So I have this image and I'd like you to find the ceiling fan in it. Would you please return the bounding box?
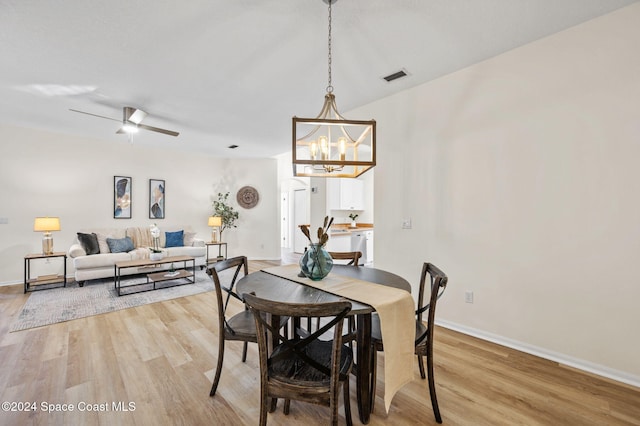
[69,107,180,136]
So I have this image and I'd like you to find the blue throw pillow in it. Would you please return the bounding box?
[164,231,184,247]
[107,237,133,253]
[77,232,100,255]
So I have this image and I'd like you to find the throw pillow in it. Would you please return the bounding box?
[78,232,100,255]
[69,244,87,257]
[96,232,111,253]
[107,237,134,253]
[164,231,184,247]
[183,231,196,247]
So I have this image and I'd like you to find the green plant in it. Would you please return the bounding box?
[212,192,239,240]
[300,216,333,247]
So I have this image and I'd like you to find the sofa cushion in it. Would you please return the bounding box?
[77,232,100,255]
[165,231,184,248]
[96,232,115,253]
[164,246,207,257]
[69,243,87,257]
[107,237,134,253]
[182,231,196,247]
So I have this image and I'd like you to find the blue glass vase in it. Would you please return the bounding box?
[300,244,333,281]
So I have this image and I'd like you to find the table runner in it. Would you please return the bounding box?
[263,264,415,413]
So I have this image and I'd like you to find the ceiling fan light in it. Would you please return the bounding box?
[122,123,138,133]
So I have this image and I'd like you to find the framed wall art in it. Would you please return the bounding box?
[113,176,131,219]
[149,179,165,219]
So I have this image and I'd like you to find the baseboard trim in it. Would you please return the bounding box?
[436,320,640,388]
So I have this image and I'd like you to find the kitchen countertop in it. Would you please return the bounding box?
[329,223,373,237]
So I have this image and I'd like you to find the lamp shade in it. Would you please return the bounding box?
[33,217,60,232]
[207,216,222,226]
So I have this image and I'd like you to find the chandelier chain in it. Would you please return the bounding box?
[327,0,333,93]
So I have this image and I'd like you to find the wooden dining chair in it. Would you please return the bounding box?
[207,256,288,396]
[329,251,362,266]
[244,294,353,426]
[370,262,448,423]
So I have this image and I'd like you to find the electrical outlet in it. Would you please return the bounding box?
[464,291,473,303]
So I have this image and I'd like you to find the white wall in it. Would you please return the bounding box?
[0,126,280,284]
[348,4,640,386]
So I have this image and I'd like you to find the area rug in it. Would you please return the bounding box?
[10,269,215,332]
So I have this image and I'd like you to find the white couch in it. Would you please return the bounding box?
[68,227,207,286]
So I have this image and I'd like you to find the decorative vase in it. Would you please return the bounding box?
[300,244,333,281]
[149,251,162,260]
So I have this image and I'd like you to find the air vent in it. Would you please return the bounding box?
[382,69,409,81]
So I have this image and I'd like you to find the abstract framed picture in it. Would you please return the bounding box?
[113,176,131,219]
[149,179,165,219]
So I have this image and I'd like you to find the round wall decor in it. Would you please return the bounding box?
[236,186,260,209]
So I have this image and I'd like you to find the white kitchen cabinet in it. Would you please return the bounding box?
[325,233,351,251]
[328,178,364,210]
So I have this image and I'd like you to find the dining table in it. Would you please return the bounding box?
[236,265,415,424]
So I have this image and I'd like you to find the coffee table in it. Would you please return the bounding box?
[113,256,196,296]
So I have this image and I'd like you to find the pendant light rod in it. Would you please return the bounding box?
[292,0,376,178]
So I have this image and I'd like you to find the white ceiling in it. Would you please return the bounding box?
[0,0,635,157]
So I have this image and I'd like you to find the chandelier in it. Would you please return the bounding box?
[292,0,376,178]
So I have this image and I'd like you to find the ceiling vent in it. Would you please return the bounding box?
[382,68,409,82]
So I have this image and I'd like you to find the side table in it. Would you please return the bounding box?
[24,252,67,293]
[204,242,227,265]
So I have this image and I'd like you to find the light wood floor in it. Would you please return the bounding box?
[0,261,640,426]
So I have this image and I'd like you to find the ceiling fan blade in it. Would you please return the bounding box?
[69,108,122,122]
[138,124,180,136]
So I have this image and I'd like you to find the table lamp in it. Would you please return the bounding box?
[207,216,222,243]
[33,217,60,255]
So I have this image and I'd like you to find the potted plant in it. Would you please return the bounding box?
[300,216,333,281]
[212,192,239,241]
[349,213,358,228]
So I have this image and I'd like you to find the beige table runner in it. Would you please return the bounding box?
[264,265,416,412]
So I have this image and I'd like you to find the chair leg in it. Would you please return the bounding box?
[369,348,378,413]
[209,336,224,396]
[427,356,442,423]
[269,398,278,413]
[242,342,249,362]
[342,376,353,426]
[260,391,269,426]
[418,355,426,380]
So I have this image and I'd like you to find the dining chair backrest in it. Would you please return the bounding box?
[416,262,449,342]
[329,251,362,266]
[244,294,353,425]
[207,256,249,330]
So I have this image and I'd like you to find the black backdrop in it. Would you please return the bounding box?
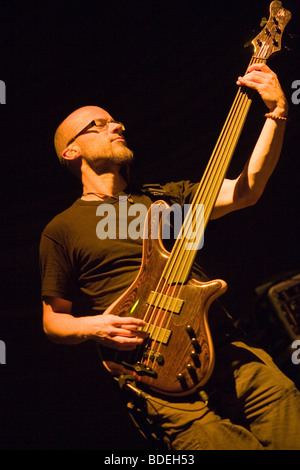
[0,0,300,449]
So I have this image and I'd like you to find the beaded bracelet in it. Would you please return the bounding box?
[265,113,289,121]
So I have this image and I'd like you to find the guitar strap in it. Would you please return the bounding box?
[141,183,180,203]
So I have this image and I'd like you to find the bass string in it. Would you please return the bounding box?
[138,35,268,364]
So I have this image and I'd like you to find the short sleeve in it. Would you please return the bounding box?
[39,233,77,301]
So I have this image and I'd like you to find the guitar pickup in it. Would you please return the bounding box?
[147,291,184,314]
[121,361,157,377]
[142,323,172,344]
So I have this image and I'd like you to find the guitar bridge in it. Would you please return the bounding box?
[121,361,157,378]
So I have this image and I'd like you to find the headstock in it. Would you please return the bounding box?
[252,1,292,60]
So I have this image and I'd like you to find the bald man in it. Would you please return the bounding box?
[40,64,300,450]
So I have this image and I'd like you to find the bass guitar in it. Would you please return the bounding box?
[101,1,291,397]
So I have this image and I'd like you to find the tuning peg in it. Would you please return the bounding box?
[260,16,268,28]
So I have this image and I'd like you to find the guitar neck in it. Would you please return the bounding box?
[163,0,291,284]
[164,56,266,283]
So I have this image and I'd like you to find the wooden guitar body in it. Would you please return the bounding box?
[102,1,291,396]
[102,201,227,396]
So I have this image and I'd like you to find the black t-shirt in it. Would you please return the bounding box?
[40,181,232,334]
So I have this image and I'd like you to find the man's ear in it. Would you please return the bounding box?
[61,148,80,162]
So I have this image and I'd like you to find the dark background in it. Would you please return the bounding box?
[0,0,300,450]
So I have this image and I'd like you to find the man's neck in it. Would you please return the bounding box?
[82,162,127,200]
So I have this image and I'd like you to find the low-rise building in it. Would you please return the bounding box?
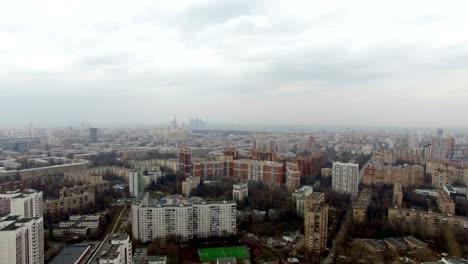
[52,215,101,238]
[437,190,455,215]
[362,162,424,187]
[88,233,133,264]
[392,183,403,207]
[232,183,249,201]
[132,193,237,242]
[388,208,468,238]
[353,188,372,224]
[182,176,200,197]
[44,187,96,214]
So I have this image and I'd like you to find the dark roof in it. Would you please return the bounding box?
[49,245,89,264]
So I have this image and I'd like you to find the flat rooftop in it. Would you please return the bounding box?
[49,245,90,264]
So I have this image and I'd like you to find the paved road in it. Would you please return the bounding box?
[322,210,353,264]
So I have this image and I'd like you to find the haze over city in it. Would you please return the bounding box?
[0,0,468,127]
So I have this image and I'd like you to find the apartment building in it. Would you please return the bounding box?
[362,163,424,187]
[232,183,249,201]
[87,233,133,264]
[292,185,314,215]
[388,208,468,239]
[182,177,200,197]
[431,138,455,160]
[353,188,372,224]
[128,171,144,197]
[0,190,44,264]
[0,190,44,218]
[192,156,232,179]
[437,189,455,215]
[52,215,101,238]
[392,183,403,208]
[297,154,323,177]
[44,185,96,214]
[332,162,360,196]
[132,193,237,242]
[232,159,284,186]
[286,162,301,190]
[177,148,192,176]
[0,215,44,264]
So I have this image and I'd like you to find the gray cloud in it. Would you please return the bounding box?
[0,0,468,126]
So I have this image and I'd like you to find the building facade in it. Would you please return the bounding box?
[332,162,360,196]
[292,185,314,215]
[0,190,44,264]
[182,177,200,197]
[177,148,192,176]
[128,171,144,197]
[431,137,455,160]
[362,163,424,187]
[232,183,249,201]
[132,193,237,242]
[353,188,372,224]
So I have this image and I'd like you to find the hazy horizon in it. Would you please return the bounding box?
[0,0,468,128]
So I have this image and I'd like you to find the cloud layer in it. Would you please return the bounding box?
[0,0,468,127]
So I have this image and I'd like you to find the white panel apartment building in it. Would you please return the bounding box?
[0,190,44,264]
[332,162,360,196]
[132,193,237,242]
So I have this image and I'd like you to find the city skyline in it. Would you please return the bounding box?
[0,0,468,127]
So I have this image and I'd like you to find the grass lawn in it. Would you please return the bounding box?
[198,246,250,262]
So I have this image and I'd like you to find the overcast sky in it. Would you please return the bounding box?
[0,0,468,127]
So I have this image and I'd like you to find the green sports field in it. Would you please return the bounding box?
[198,246,250,262]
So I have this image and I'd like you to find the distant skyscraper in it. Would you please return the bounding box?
[408,133,419,148]
[437,128,444,138]
[431,138,455,160]
[332,162,360,196]
[89,127,97,143]
[189,116,208,129]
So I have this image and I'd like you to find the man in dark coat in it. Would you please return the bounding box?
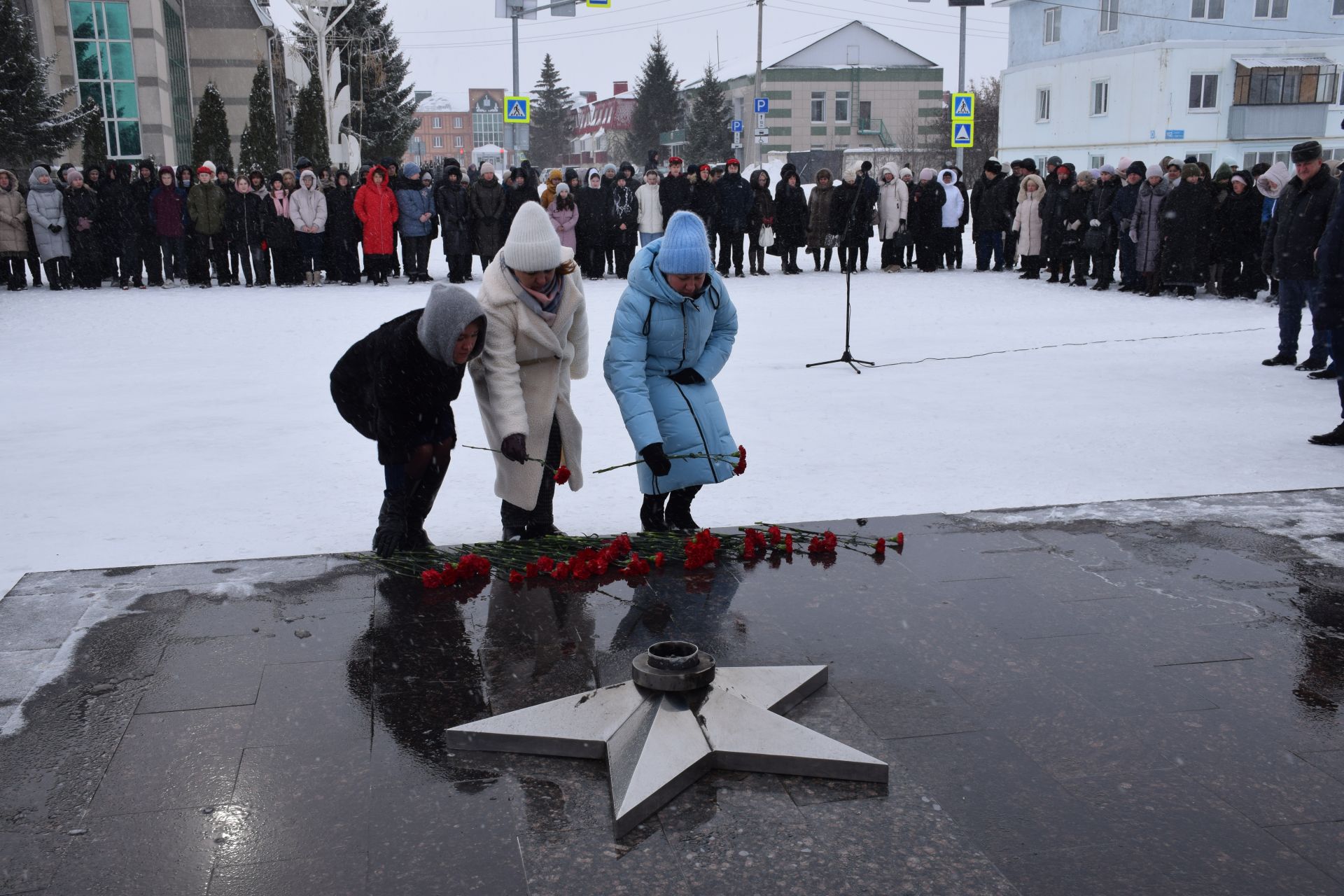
[1261,140,1340,371]
[970,158,1016,272]
[330,284,485,557]
[1110,160,1148,293]
[715,158,752,276]
[434,165,472,284]
[659,156,691,223]
[1306,158,1344,446]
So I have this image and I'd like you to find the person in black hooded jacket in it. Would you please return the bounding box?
[323,168,361,286]
[434,165,472,284]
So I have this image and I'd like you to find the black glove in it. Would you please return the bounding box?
[669,367,704,386]
[500,433,527,463]
[640,442,672,475]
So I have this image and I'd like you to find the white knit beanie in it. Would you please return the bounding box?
[504,203,564,273]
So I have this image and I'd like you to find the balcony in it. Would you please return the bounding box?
[1227,102,1329,140]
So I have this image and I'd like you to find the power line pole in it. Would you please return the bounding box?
[751,0,764,165]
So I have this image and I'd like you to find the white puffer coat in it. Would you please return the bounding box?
[878,161,910,239]
[1012,174,1046,255]
[468,248,589,510]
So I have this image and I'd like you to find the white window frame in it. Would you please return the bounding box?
[1185,71,1223,114]
[1087,78,1110,118]
[1042,7,1065,46]
[1097,0,1119,34]
[1252,0,1287,19]
[836,90,853,125]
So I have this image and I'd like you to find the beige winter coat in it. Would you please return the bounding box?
[0,169,28,258]
[468,255,589,510]
[878,161,910,239]
[1012,174,1046,255]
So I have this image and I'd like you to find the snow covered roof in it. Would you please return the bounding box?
[415,94,461,111]
[1233,57,1335,69]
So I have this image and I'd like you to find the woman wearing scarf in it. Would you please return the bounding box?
[602,211,738,532]
[262,171,302,286]
[470,202,587,541]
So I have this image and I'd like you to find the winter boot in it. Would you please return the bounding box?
[640,493,668,532]
[1306,423,1344,446]
[664,485,700,532]
[402,463,447,551]
[374,491,407,557]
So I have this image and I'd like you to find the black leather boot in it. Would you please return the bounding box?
[402,463,447,551]
[664,485,700,532]
[640,493,668,532]
[374,491,407,557]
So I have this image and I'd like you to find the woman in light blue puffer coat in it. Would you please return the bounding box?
[602,211,738,532]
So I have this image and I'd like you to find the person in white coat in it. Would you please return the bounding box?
[1012,174,1046,279]
[469,203,589,541]
[938,168,966,270]
[878,161,910,274]
[634,168,663,248]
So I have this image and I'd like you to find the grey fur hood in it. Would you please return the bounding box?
[415,284,485,364]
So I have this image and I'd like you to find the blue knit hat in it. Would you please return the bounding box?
[659,211,714,274]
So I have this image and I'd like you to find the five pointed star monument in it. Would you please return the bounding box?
[446,666,887,837]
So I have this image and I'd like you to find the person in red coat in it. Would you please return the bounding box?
[355,165,396,286]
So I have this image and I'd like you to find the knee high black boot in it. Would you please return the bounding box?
[665,485,701,532]
[640,493,668,532]
[402,463,447,551]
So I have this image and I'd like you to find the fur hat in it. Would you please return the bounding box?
[503,203,566,272]
[657,211,714,274]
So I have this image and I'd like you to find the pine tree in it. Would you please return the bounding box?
[0,0,92,169]
[191,80,234,168]
[82,106,108,171]
[687,64,732,160]
[528,54,574,164]
[294,71,330,167]
[294,0,415,160]
[238,62,279,177]
[628,31,681,164]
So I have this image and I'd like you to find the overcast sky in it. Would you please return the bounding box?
[272,0,1008,108]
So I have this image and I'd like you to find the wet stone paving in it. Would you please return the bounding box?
[0,490,1344,896]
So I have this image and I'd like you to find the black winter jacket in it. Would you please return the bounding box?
[1261,165,1340,279]
[330,307,466,463]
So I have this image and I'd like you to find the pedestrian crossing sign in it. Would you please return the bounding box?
[951,92,976,121]
[504,97,532,125]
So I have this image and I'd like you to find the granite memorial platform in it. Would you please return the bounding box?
[0,490,1344,896]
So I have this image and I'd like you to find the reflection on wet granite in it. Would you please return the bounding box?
[0,493,1344,896]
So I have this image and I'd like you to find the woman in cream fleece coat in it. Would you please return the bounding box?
[470,203,589,541]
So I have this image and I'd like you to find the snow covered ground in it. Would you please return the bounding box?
[0,244,1344,594]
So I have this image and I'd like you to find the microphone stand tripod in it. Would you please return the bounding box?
[806,174,876,373]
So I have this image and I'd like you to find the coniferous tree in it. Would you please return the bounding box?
[626,31,681,164]
[0,0,92,169]
[80,106,108,171]
[294,0,415,158]
[685,64,732,158]
[238,62,279,177]
[528,54,574,165]
[294,71,330,165]
[191,80,234,168]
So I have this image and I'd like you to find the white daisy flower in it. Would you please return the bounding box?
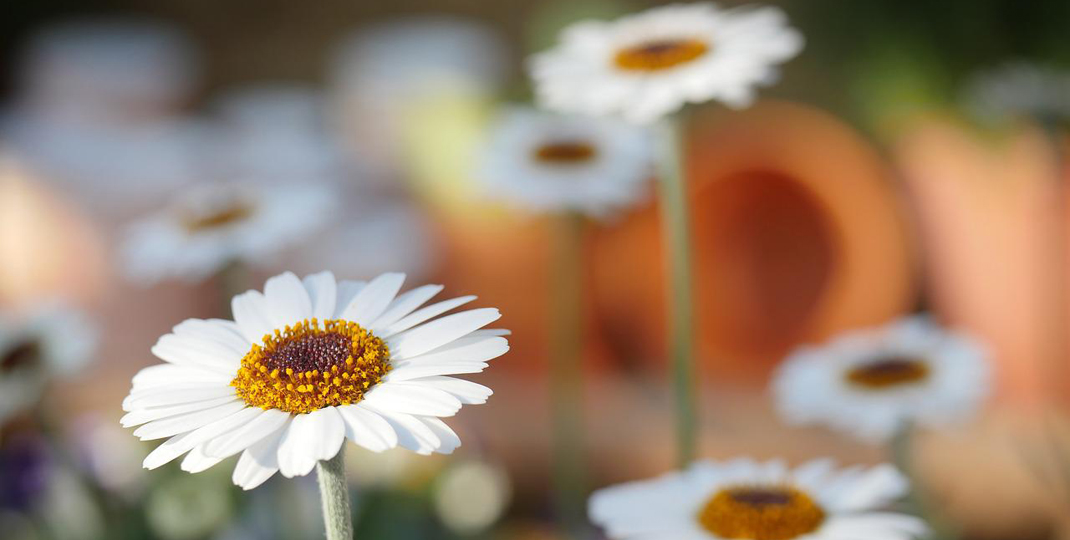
[122,272,509,490]
[478,107,653,216]
[0,303,100,422]
[773,317,991,443]
[530,3,803,123]
[965,62,1070,120]
[122,183,335,284]
[589,458,927,540]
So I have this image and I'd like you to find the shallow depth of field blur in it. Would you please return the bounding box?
[0,0,1070,540]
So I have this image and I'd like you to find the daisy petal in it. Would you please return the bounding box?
[278,406,346,478]
[341,273,404,328]
[338,405,398,452]
[388,308,502,358]
[302,272,338,321]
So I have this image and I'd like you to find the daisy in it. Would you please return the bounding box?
[122,272,508,490]
[773,317,990,443]
[589,459,927,540]
[122,184,335,284]
[0,303,98,422]
[478,107,653,216]
[530,3,803,123]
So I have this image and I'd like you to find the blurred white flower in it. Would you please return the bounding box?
[964,62,1070,121]
[773,317,991,443]
[328,17,508,180]
[529,2,803,123]
[121,183,337,284]
[0,302,100,422]
[590,459,927,540]
[434,461,510,536]
[212,83,343,183]
[477,107,654,217]
[121,272,508,490]
[0,19,207,214]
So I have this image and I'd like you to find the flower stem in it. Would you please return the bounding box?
[316,449,353,540]
[550,213,586,535]
[657,118,698,466]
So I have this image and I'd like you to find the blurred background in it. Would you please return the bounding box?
[0,0,1070,540]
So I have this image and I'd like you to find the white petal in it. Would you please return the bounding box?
[341,273,404,328]
[302,271,338,321]
[364,384,461,416]
[388,308,502,358]
[119,396,239,428]
[368,286,444,331]
[230,291,275,343]
[278,407,346,478]
[181,444,223,474]
[123,383,234,411]
[134,400,246,441]
[377,296,476,338]
[413,376,494,405]
[338,405,398,452]
[142,408,258,469]
[333,279,368,319]
[264,272,312,328]
[361,401,442,456]
[231,426,286,491]
[204,408,290,459]
[418,416,461,453]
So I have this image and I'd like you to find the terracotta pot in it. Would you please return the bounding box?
[593,103,915,385]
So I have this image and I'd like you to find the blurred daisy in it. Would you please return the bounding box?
[122,272,508,490]
[773,317,990,442]
[479,107,653,216]
[530,3,803,122]
[122,184,334,284]
[965,62,1070,121]
[589,459,927,540]
[0,304,100,422]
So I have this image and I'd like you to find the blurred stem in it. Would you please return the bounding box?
[316,448,353,540]
[657,117,698,466]
[889,421,959,540]
[550,213,586,535]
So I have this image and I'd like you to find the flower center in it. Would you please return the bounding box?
[230,319,391,414]
[532,140,598,165]
[844,356,930,390]
[699,485,825,540]
[182,201,253,232]
[613,38,709,72]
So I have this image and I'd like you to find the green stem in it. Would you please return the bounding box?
[889,422,959,540]
[316,449,353,540]
[657,119,698,466]
[550,214,586,535]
○ ○ ○ ○ ○
__Exercise prompt__
From the data above, pick out every line that contains the word "neck" and copy each one.

__Response__
So I have this image and I'd like you to find the guitar neck in it. Would you please return the bounding box?
So I have this image and I'd like you to find the man's neck in it. Would you please return the bounding box?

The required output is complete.